→ **RECORDS TO USE**:
_ _ _

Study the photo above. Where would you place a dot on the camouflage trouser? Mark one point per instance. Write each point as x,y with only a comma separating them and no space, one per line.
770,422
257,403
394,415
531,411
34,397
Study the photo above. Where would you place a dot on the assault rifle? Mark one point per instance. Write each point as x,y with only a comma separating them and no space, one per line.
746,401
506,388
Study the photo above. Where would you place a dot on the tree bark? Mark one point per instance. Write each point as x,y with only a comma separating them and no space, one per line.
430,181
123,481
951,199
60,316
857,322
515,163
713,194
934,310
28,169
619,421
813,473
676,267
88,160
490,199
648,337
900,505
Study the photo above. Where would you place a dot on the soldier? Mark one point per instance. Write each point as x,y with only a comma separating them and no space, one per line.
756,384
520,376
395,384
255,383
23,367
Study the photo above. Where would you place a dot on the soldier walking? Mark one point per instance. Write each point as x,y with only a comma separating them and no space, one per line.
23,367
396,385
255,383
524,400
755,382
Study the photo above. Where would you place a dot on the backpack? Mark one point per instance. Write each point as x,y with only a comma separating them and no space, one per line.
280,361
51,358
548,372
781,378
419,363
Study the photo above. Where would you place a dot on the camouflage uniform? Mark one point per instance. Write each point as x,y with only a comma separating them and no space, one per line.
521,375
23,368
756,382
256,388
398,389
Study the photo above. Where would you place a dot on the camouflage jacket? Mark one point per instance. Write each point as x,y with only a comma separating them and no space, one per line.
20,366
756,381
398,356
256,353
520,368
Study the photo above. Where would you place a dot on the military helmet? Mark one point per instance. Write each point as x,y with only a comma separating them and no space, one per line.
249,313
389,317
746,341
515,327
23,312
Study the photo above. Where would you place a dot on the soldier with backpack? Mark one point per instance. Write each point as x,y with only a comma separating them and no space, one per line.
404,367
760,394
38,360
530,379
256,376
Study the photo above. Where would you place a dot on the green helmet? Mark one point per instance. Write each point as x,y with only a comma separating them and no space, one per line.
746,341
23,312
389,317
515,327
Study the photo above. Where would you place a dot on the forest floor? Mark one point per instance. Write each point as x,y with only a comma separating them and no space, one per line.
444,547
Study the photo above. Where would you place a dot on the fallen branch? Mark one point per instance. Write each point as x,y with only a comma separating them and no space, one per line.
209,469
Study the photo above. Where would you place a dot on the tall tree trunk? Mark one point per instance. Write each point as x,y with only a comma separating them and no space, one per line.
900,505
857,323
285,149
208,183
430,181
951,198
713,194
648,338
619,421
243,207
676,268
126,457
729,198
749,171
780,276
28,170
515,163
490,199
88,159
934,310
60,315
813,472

_ _ _

A word-for-word copy of the full listing is required.

→ **EXERCISE OUTPUT**:
Study the photo above. Where would you place a dot on the camouflage trouser? Mark one point per instance. Write each point as x,y with only a comma separating them and no space, one per line.
770,422
257,403
394,415
531,411
34,397
Study the photo above. Where would you place a dot on the assault rifle? Mark one point per instance. Write each point as x,y with only a comma separating them and no space, one per line.
746,401
506,388
Study the photo above. Where would you place a dot on the tree bark? Mark one point per instance. Write each point as x,y with only a comma separating them and no space, one per line.
430,181
123,481
951,199
60,316
857,322
515,163
713,194
934,310
28,169
619,421
813,473
676,267
88,160
490,199
648,337
900,505
Study the photo above. Where would you place a dot on the soldier? Mark one point per instance. Write each point as x,y with only a comma separating them and no space, one per line.
756,384
520,376
395,384
255,383
23,367
Study the photo above. Where would you place a dot on the soldier walking? Mark one point per instance. Write each point as x,y with only a comma separating them and no space, one per line.
23,367
396,385
255,383
524,400
755,382
Study the photo above. Where would you place a dot on the backpack? Mark one point per instance. Write each point as x,y with only a comma separating them and no space, one per line.
280,361
51,358
548,372
781,378
419,363
Study the photo above. Where would you place a dot on the camouflage uniform? Mark one point per instance. Write each point as x,y with only a comma separating them and no space, one per line.
521,375
23,368
756,382
256,388
398,389
Study the photo above. Where would you place a dot on the camouflage jacket? Mark one point per instance. Write each point as x,y with only a comma separating them and no space, one per line.
20,366
756,381
398,356
256,353
520,368
Study the photo above. Where would you place a dot on the military helmet? Mark one point per instance. Write each point as x,y with only a comma separating them and no space, one per line.
249,313
389,317
746,341
515,327
23,312
Study the photo above. Where would you place a dot on the soldier with backpack? Mark one point per instance. Write each point as x,y with only a comma separating them and no space, one per line.
404,367
760,394
38,360
530,379
256,376
Study the photo above. Where would you place a dot on the green helmet? Mark one point per instance. Write each point as x,y with only a comma separating them and no space, one per line.
746,341
23,312
389,317
515,327
Study the photo above. Where would you place a dot on the forest floor? Mark one point per instance. Write each point as x,y with only a comma separating them and no space, one per line.
444,547
Study the photo above. Where would you place a dot on the fallen branch? Mark one point per instance. Write each point as x,y with only a comma separating them and no space, one per line.
209,469
Study the photo above. Where would you place a dot on the tall tree trunk? Mark one point per instance. Write each point as x,y with only a comma separating them and no space, one per line.
900,505
857,323
285,149
208,183
430,181
951,198
713,194
648,338
619,421
243,207
676,268
126,457
729,198
749,171
780,276
28,170
515,163
490,199
88,159
934,310
60,315
813,472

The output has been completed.